> The data

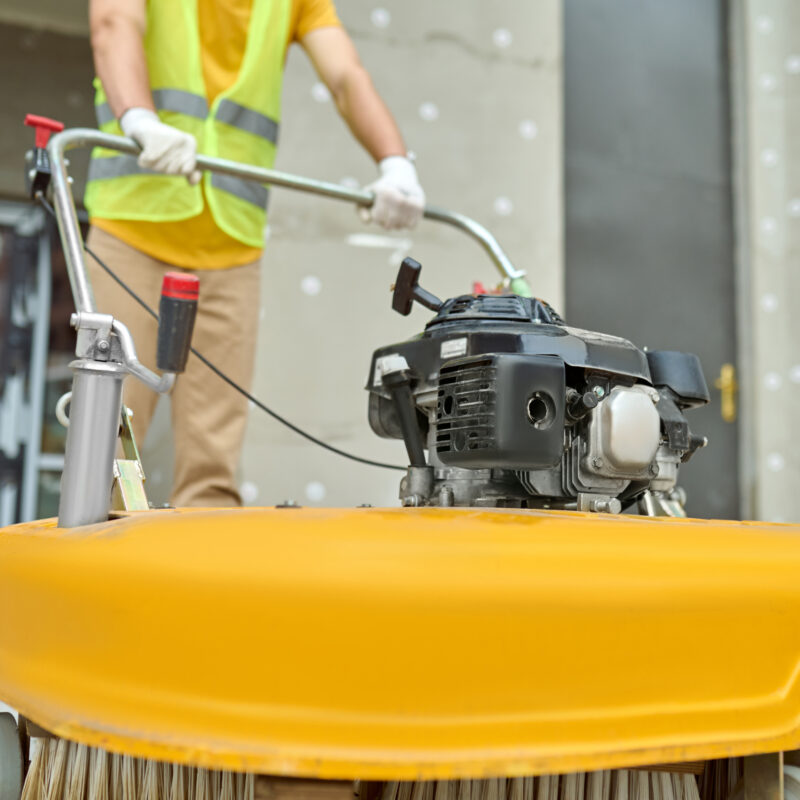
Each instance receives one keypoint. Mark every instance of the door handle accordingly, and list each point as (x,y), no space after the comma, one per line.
(728,387)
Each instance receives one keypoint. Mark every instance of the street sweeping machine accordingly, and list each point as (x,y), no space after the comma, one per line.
(505,634)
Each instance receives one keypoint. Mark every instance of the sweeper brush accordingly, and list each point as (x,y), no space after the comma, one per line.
(506,634)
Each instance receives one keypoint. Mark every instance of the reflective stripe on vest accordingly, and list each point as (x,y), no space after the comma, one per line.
(193,105)
(121,166)
(229,112)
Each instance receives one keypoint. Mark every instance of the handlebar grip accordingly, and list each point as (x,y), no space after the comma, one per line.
(176,314)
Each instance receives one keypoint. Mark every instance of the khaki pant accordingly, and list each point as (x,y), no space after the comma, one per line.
(208,416)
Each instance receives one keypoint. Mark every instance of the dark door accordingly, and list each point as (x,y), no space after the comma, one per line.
(649,224)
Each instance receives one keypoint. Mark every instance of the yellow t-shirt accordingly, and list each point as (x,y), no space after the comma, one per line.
(197,242)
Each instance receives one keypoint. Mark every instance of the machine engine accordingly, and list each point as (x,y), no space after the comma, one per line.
(517,409)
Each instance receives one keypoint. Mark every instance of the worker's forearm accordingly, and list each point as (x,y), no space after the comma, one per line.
(367,116)
(120,62)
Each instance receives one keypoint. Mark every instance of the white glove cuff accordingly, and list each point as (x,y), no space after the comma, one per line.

> Task objective
Rewrite the lines as a numbered list with blank lines omitted, starting at the line that contains "of the dark" and going through the end of the items.

> Result of the task
1. Each instance receives one keypoint. Mark every instance of the dark door accordingly, and list each point as (x,y), no space after the comma, one per line.
2. (649,224)
3. Each instance receives one keypoint. Mark every instance of the yellow t-shirt accordingly, and list each point as (x,y), no space after the comma, one per line.
4. (197,242)
5. Each instance receives one keypoint. Mark every instance of the machine engine accordingly, and list each point as (x,y), no space after the comma, one per line.
6. (517,409)
7. Each instance receives one keypoint. Mark every instance of the worker's forearm accordingly, and list each point as (x,y), no space after the comma, one per line.
8. (367,116)
9. (120,62)
10. Each instance receives one keypoint. Mark every instance of the white glove cuff accordingly, and list each point as (x,y), no space after the comma, one per line.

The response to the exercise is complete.